TASK BRIEF – Copy every line of the listing below word for word, but leave out the pictures.

------------------------------

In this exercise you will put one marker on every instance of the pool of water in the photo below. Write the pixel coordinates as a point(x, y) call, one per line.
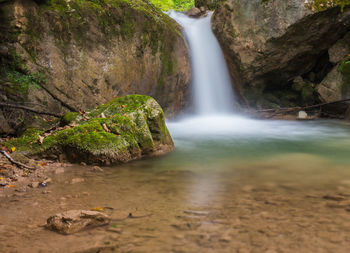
point(233, 184)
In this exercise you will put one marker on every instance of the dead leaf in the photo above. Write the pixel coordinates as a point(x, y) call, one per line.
point(41, 139)
point(105, 128)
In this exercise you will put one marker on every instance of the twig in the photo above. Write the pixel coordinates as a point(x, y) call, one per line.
point(31, 110)
point(18, 164)
point(303, 107)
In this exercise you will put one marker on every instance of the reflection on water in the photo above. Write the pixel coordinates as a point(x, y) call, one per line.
point(232, 184)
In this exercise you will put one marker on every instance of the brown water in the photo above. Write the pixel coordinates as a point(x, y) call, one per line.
point(229, 192)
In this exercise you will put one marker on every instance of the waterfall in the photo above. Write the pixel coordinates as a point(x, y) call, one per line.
point(212, 89)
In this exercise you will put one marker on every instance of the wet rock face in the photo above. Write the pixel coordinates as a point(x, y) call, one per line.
point(73, 221)
point(78, 54)
point(210, 4)
point(122, 130)
point(268, 45)
point(336, 86)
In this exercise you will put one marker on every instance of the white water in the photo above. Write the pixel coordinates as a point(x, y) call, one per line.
point(210, 77)
point(214, 117)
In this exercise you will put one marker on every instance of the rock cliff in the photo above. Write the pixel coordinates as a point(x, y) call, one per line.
point(278, 51)
point(72, 55)
point(121, 130)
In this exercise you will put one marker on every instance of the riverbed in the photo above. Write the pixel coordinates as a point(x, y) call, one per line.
point(284, 187)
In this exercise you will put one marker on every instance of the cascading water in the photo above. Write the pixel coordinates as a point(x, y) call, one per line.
point(214, 117)
point(211, 81)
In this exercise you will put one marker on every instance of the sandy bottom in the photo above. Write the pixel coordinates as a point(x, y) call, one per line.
point(291, 203)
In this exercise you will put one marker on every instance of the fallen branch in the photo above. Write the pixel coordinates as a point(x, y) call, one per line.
point(18, 164)
point(30, 110)
point(303, 107)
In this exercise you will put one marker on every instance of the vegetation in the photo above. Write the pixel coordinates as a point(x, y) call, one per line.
point(178, 5)
point(119, 130)
point(319, 5)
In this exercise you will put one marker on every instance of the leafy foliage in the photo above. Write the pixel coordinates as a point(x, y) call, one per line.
point(319, 5)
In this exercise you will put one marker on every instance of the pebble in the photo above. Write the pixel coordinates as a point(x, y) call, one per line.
point(59, 171)
point(77, 180)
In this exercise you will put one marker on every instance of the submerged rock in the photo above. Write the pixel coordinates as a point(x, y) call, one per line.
point(268, 44)
point(124, 129)
point(76, 220)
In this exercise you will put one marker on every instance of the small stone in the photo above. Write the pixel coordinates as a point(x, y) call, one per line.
point(77, 180)
point(76, 220)
point(114, 230)
point(96, 169)
point(334, 197)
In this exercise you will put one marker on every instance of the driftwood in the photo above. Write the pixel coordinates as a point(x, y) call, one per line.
point(30, 110)
point(291, 109)
point(18, 164)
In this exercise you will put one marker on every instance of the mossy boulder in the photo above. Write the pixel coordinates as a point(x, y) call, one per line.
point(124, 129)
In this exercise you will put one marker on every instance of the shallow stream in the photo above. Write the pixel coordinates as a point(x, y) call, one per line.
point(284, 187)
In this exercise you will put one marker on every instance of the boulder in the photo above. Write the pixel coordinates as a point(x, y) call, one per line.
point(73, 221)
point(336, 86)
point(75, 55)
point(340, 49)
point(122, 130)
point(267, 44)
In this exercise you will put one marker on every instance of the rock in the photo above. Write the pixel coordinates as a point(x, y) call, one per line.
point(96, 169)
point(267, 45)
point(110, 54)
point(302, 115)
point(208, 4)
point(203, 9)
point(34, 184)
point(137, 129)
point(77, 180)
point(340, 49)
point(59, 170)
point(194, 13)
point(76, 220)
point(336, 86)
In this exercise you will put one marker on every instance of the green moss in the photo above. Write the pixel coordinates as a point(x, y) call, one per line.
point(131, 125)
point(27, 141)
point(69, 117)
point(344, 67)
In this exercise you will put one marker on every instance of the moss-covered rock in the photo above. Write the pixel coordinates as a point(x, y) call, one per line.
point(63, 55)
point(124, 129)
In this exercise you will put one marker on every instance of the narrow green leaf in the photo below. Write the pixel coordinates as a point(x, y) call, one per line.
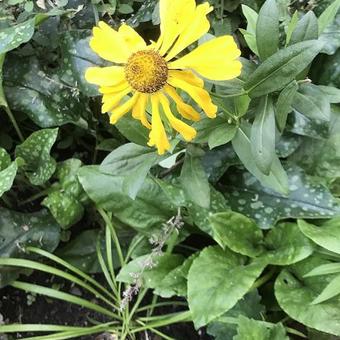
point(267, 29)
point(217, 280)
point(306, 29)
point(291, 26)
point(282, 67)
point(284, 104)
point(328, 15)
point(277, 178)
point(262, 135)
point(194, 179)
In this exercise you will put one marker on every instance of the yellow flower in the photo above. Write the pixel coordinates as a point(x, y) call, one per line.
point(151, 73)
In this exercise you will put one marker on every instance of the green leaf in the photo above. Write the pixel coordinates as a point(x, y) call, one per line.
point(306, 29)
point(133, 130)
point(151, 276)
point(305, 200)
point(64, 208)
point(230, 278)
point(12, 37)
point(194, 179)
point(200, 216)
point(237, 232)
point(310, 101)
point(146, 213)
point(250, 33)
point(77, 57)
point(267, 29)
point(35, 151)
point(43, 97)
point(291, 26)
point(284, 104)
point(249, 329)
point(281, 68)
point(20, 230)
point(133, 162)
point(7, 176)
point(277, 178)
point(286, 245)
point(81, 250)
point(248, 306)
point(222, 135)
point(262, 135)
point(175, 282)
point(327, 235)
point(328, 15)
point(295, 294)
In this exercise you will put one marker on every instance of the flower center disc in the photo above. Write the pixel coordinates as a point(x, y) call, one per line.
point(146, 71)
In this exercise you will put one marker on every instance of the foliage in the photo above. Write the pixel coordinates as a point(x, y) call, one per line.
point(238, 230)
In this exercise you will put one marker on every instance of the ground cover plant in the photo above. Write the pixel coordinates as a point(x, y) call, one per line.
point(176, 161)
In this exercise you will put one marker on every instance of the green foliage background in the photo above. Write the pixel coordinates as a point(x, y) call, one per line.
point(258, 187)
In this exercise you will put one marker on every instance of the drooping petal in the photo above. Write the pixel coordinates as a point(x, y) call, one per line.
point(131, 38)
point(185, 130)
point(139, 110)
point(111, 100)
point(215, 59)
point(120, 111)
point(198, 94)
point(114, 89)
point(157, 136)
point(187, 76)
point(175, 15)
point(192, 32)
point(105, 76)
point(186, 110)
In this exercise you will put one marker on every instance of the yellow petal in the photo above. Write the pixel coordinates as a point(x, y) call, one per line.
point(131, 38)
point(187, 111)
point(105, 76)
point(199, 95)
point(114, 89)
point(120, 111)
point(157, 136)
point(187, 76)
point(109, 44)
point(138, 111)
point(195, 30)
point(110, 101)
point(185, 130)
point(216, 59)
point(175, 15)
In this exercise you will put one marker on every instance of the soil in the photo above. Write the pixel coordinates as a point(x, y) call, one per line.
point(17, 306)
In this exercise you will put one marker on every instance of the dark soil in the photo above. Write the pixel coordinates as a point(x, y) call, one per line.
point(17, 306)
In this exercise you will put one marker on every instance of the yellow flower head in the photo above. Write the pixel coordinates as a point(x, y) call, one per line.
point(151, 73)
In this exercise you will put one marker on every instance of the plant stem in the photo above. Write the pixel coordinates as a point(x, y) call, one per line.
point(14, 122)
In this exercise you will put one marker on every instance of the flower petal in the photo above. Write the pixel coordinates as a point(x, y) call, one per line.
point(185, 130)
point(157, 134)
point(120, 111)
point(131, 38)
point(175, 15)
point(187, 111)
point(109, 44)
point(200, 96)
point(138, 111)
point(111, 100)
point(216, 59)
point(198, 27)
point(105, 76)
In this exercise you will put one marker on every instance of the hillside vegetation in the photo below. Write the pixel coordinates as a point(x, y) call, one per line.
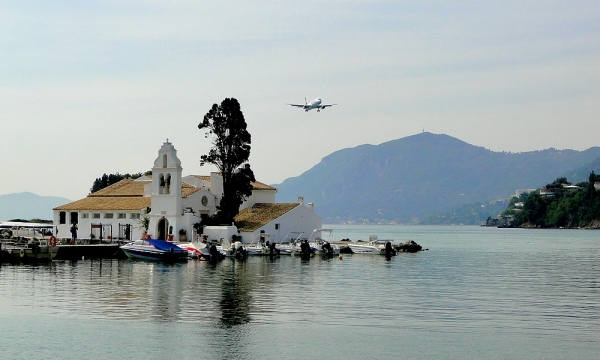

------------------------------

ANSWER –
In this exercise you will put one marker on every instance of the pool of water in the photo below. Write the pixel coordinates as a point(x, y) call, one per line.
point(233, 184)
In this exercise you will put one marker on every instance of the dead leaf in the photo above. Write the pixel coordinates as a point(x, y) call, one per line.
point(41, 139)
point(105, 128)
In this exercise you will put one marker on every instance of the twig in the photo above. Write the pixel coordinates as a point(x, y) call, one per line.
point(31, 110)
point(18, 164)
point(303, 107)
In this exercise you will put one marker on every instance of the reflection on water in the photo above. Write the pixel coordinates as a point(x, y) call, one per line.
point(232, 184)
In this exercise you will put one marker on every instance of the brown water in the photo above. Write the pixel coordinates as a point(x, y) call, one per line.
point(229, 192)
In this exercise you will put one marker on every instance of the waterfall in the photo above. Write the pixel coordinates as a point(x, y) call, one per line.
point(212, 89)
In this exercise you will put one marker on every instance of the wet rock face in the photo above. Write the pixel coordinates as a point(x, y) call, one per line.
point(73, 221)
point(78, 54)
point(210, 4)
point(122, 130)
point(268, 45)
point(336, 86)
In this exercise you will put one marker on every instance of the white water in the photo above. Write the pixel coordinates as a point(x, y) call, one per line.
point(210, 77)
point(214, 117)
In this exercise you will put one marker on every instance of the rock cliff in the photo above. Write the pixel coordinates as a point(x, y) call, one per line.
point(278, 51)
point(72, 55)
point(121, 130)
In this exercise you will put one marker on every instance of the riverbed in the photo above. Write the pixel coordinates as a point(x, y) call, one per line.
point(284, 187)
In this exercise you will put one marker on every instance of the cascading water in the photo above. Write the pixel coordinates as a point(x, y) call, one per line.
point(214, 117)
point(211, 81)
In this exercise you will put one marker on every instance of the sandy bottom in the photo above. Write the pixel coordinates as a point(x, y) call, one per line.
point(291, 203)
In this exercise you will put one marker on every instance of the fallen branch in the photo above. Write the pixel coordinates as a point(x, y) call, one per line.
point(18, 164)
point(30, 110)
point(303, 107)
In this exercise you will put one marker on every instance of the vegetation in the photo above. Write the pixel coordinates as a point(x, y) call, one per line.
point(178, 5)
point(119, 130)
point(319, 5)
In this exercise you will put one marker on every instance of the leafy foliage in the photo above. Write the pixel coordinates as a point(x, y) call, one per line.
point(319, 5)
In this exercise you will put one marker on every instance of the pebble in the photo above. Write the pixel coordinates as a point(x, y) call, one per line.
point(59, 171)
point(77, 180)
In this exercise you will put one marker on every instance of the submerged rock in the photo above. Write the pixel coordinates as a point(x, y) call, one per line.
point(268, 44)
point(124, 129)
point(76, 220)
In this exercise you will put one marker on every instance of the small stone in the photo above. Write the pixel coordinates as a point(x, y) call, one per line.
point(77, 180)
point(76, 220)
point(114, 230)
point(96, 169)
point(334, 197)
In this exercise you will put one marker on every instance of the driftwood in the photo above. Write the pixel coordinates as a point(x, y) call, one per line.
point(30, 110)
point(291, 109)
point(18, 164)
In this exercise you will put one marker on every instance of the mossy boulder in the photo above. Write the pixel coordinates as a point(x, y) call, one per line.
point(124, 129)
In this exercise you will put one marker on every instance of the shallow stream in the photo above. Write the pixel coordinates as a point(x, y) call, one per line.
point(284, 187)
In this exercise you will put one marker on every instance of the boulder in the photo above. Write the pixel coordinates as a point(x, y) call, one per line.
point(73, 221)
point(336, 86)
point(75, 55)
point(340, 49)
point(122, 130)
point(267, 44)
In this exercise you will put one marker on every instance of the rock in the photo above. Write the pixel coordinates as a point(x, y) call, one per line.
point(96, 169)
point(267, 45)
point(110, 54)
point(302, 115)
point(208, 4)
point(203, 9)
point(34, 184)
point(137, 129)
point(77, 180)
point(340, 49)
point(59, 170)
point(194, 13)
point(76, 220)
point(336, 86)
In this exercise you will put one marker on every instance of the green moss in the photo above. Write the pixel coordinates as a point(x, y) call, one per line.
point(131, 125)
point(27, 141)
point(69, 117)
point(344, 67)
In this exercise you will put one marker on every instance of the moss-covered rock in the photo above. Write the pixel coordinates as a point(x, y) call, one per line.
point(63, 55)
point(124, 129)
In this exercise you will put one marker on every instance of the narrow green leaf in the photo below. Write the pixel coordinates as a point(x, y) call, one per line.
point(267, 29)
point(217, 280)
point(306, 29)
point(291, 26)
point(282, 67)
point(284, 104)
point(328, 15)
point(277, 178)
point(262, 135)
point(194, 179)
In this exercise you will put one marker on every instance of the yellow flower in the photo above. Write the pixel coordinates as a point(x, y) call, one per line.
point(151, 73)
In this exercise you will put one marker on every instance of the green leaf in the photo above. Write the pixel coordinates as a point(x, y) call, one per line.
point(306, 29)
point(133, 130)
point(151, 276)
point(305, 200)
point(64, 208)
point(230, 278)
point(12, 37)
point(194, 179)
point(200, 216)
point(237, 232)
point(310, 101)
point(146, 213)
point(250, 33)
point(77, 57)
point(267, 29)
point(35, 151)
point(43, 97)
point(291, 26)
point(284, 104)
point(249, 329)
point(281, 68)
point(20, 230)
point(133, 162)
point(7, 176)
point(277, 178)
point(286, 245)
point(81, 250)
point(248, 306)
point(222, 135)
point(262, 135)
point(175, 282)
point(327, 235)
point(328, 15)
point(295, 294)
In this exercise you will put one marker on every instance of the flower center disc in the photo above. Write the pixel coordinates as a point(x, y) call, one per line.
point(146, 71)
In this exercise you will put one marker on every instance of the foliage in the photo above. Write the pixel coordinates as a point(x, y) call, one per line.
point(238, 230)
In this exercise you will put one marker on every instance of the ground cover plant in the photo above. Write the pixel coordinates as a point(x, y) call, one per line.
point(176, 161)
In this exercise you will put one marker on every instance of the green foliage background in the photo above. Write the pixel coordinates as a point(x, y) call, one per line.
point(258, 187)
In this exercise you will put one marker on every instance of the drooping petal in the photo above. Write the pixel coordinates as a point(x, y) call, one per line.
point(131, 38)
point(185, 130)
point(139, 110)
point(111, 100)
point(215, 59)
point(120, 111)
point(198, 94)
point(114, 89)
point(157, 136)
point(187, 76)
point(175, 15)
point(192, 32)
point(105, 76)
point(186, 110)
In this exercise you will put one marker on every instance of the yellow petal in the photo above. Write the pixel coordinates as a point(x, y) call, one per line.
point(131, 38)
point(187, 111)
point(105, 76)
point(199, 95)
point(114, 89)
point(120, 111)
point(157, 136)
point(187, 76)
point(109, 44)
point(138, 111)
point(195, 30)
point(110, 101)
point(185, 130)
point(216, 59)
point(175, 15)
In this exercise you will put one marker on every instance of the soil in the photo above. Write the pixel coordinates as a point(x, y) call, one per line.
point(17, 306)
In this exercise you will put one marker on every instance of the dark soil in the photo above. Write the pixel coordinates as a point(x, y) call, one per line.
point(17, 306)
In this exercise you will put one marker on every instance of the yellow flower head in the photo above. Write the pixel coordinates as a point(x, y) call, one per line.
point(151, 73)
In this exercise you will put one marker on every instance of the plant stem in the photo above. Write the pixel coordinates as a point(x, y) call, one per line.
point(14, 122)
In this exercise you will put one marker on every instance of the flower petal in the photo above. Write the pixel coordinates as a point(x, y) call, one per line.
point(185, 130)
point(157, 134)
point(120, 111)
point(131, 38)
point(175, 15)
point(187, 111)
point(109, 44)
point(200, 96)
point(138, 111)
point(111, 100)
point(216, 59)
point(198, 27)
point(105, 76)
In this exercise you will put one marker on every instance of the hillside vegetation in the photo below. Write the pixel coordinates as a point(x, y) call, one per line.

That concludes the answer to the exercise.